AUSGANGSTEXT |
_ _ _ _

Vor allem in den Ausprägungen der jüngsten Phase sportbezogener Entwicklungszusammenarbeit in Deutschland spiegelt sich die komplexe Struktur des deutschen Sportsystems wider. Obgleich die regionalen und kommunalen Ebenen nur begrenzt eingebunden sind, ist dennoch auch hier eine Vielzahl von Akteuren beteiligt. Die partnerschaftliche Zusammenarbeit zwischen staatlichen und sportverbandlichen Akteuren trägt unter Einbeziehung der zahlreichen NGOs dazu bei, dass sich auch in der Entwicklungszusammenarbeit ein dichtes Netzwerk und letztendlich eine komplexe Governance-Struktur herausgebildet hat, die zwar nur begrenzt transparent ist, aber durch hohe Beteiligungsformate ein beträchtliches Maß an Qualität, Ressourcen und Implementierungspotenzialen bereitstellt.
Wie sieht die sportpolitische Zukunft aus? Ein Ausblick
Die jüngsten Entwicklungen im internationalen Sport und bei Sportgroßveranstaltungen zeigen, welche große symbolische Kraft der Sport besitzt. Nicht zuletzt aus diesem Grund wird vor allem der professionelle Sport immer stärker für politische Interessen in Anspruch genommen, zugleich avanciert er aber auch immer häufiger zum Konfliktfeld. Der Breiten- und Freizeitsport unterliegt ebenfalls einem anhaltenden Wandel. Die Gründe für aktive sportliche Betätigung – ob Spaß, Gemeinschaft, Fitness oder Wettkampf – werden ebenso wie unsere Gesellschaft immer vielfältiger.

_ _ _ _

ARBEITSAUFTRAG A |
Welche Gründe für aktive sportliche Betätigung führt der Text zur Sportpolitik auf?
ARBEITSAUFTRAG B |
Bitte schreib den Text zur Sportpolitik im Anschluss an seinen letzten Satz weiter.

Extrahierte Datensätze |
_ _ _ _

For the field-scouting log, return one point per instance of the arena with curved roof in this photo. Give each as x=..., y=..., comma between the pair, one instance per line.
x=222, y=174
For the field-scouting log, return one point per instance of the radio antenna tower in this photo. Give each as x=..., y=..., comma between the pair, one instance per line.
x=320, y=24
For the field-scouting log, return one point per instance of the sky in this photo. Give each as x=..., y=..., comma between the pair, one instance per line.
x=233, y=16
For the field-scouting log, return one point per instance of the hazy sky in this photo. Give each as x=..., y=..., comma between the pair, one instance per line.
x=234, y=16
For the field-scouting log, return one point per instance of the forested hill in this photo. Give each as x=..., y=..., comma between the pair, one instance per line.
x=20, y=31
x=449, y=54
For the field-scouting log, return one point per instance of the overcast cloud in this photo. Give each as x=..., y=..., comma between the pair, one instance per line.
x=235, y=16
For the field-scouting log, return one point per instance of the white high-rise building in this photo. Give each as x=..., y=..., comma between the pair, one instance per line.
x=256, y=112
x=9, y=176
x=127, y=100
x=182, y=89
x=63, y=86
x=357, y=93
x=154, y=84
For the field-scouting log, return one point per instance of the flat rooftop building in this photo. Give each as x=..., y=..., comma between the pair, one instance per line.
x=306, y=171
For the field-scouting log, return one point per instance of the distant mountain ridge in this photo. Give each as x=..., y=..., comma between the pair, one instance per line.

_ _ _ _

LÖSUNG A |
Spaß, Gemeinschaft, Fitness oder Wettkampf.

LÖSUNG B |
Mit veränderten gesellschaftlichen Rahmenbedingungen ändern sich aber auch die Orte und Formen sportlicher Aktivität. Nicht nur soziale Medien, Digitalisierung und E-Sport, also der Wettkampf im Computer- und Videospiel, gewinnen zunehmend an Popularität. Im Sport ändert sich auch das Bewusstsein für Umwelt und Nachhaltigkeit. Diese Ausdifferenzierungsprozesse schlagen sich in einer zunehmend komplexeren Sportwelt nieder.
In der Zukunft wird der Sport wohl weiter an Bedeutung gewinnen, er wird aber auch verstärkt mit Herausforderungen konfrontiert. Der Sport wird viele, bei weitem aber nicht alle gesellschaftlichen Aufgaben, die ihm zugewiesen werden, lösen können. Verhandlungen über die gesellschaftliche Verantwortung des Sports und über die Integrität des Leistungssports werden infolgedessen zunehmen, selbst wenn es gegenwärtig noch an übergreifenden Kommunikationsforen für sportpolitische Debatten mangelt.
Das hohe Maß an Autonomie des organisierten Sports wird sich im Hinblick auf die immer vielschichtigeren Interessen und die finanziellen Verteilungskämpfe verändern. Die Fragen, inwieweit staatliche Akteure verstärkt im Sport intervenieren, Verbände ihrer gesellschaftspolitischen Verantwortung Rechnung tragen und die Bevölkerung diese Entwicklungen akzeptiert und legitimiert, sind Kernelemente eines längerfristigen sportpolitischen Reform- und Diskussionsprozesses, der uns – mit offenem Ausgang – über die nächsten Jahre begleiten wird.